_Objective_
Gather every line in the entries below that contains the word "same" and copy each one out. Case counts.

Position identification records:
——————

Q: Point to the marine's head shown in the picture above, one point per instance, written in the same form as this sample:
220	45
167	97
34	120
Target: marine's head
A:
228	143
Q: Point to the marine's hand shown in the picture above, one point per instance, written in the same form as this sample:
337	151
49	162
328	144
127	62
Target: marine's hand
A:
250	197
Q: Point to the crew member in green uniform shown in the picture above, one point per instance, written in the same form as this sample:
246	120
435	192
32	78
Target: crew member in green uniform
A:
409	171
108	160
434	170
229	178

——————

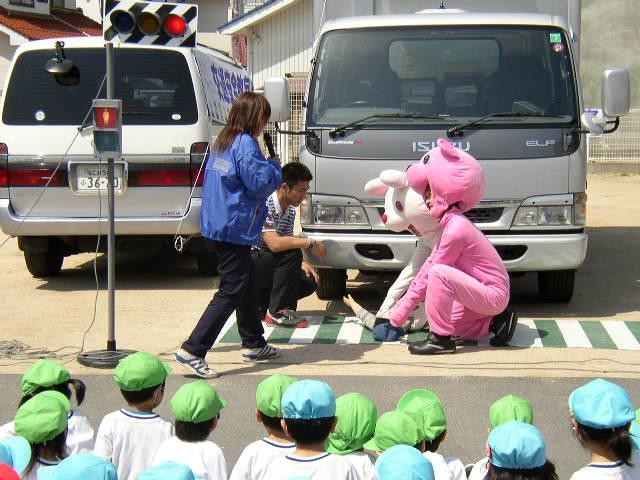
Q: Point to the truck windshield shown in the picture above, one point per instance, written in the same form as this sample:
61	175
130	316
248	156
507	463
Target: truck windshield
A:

——————

_Complete response_
Q: Point to the marine's head shown in the picture above, one point per instance, written in the same form as this sample:
Q: Point to the marine's hand shown in the picture above, one point per instance, written in the same form as this sample:
Q: Point to the crew member in green uniform shown in the picture above, one point per instance, written in the same form as this sample:
Q: Point to the truck windshield shown in the picture above, one point per instance, written in the same form as this sample:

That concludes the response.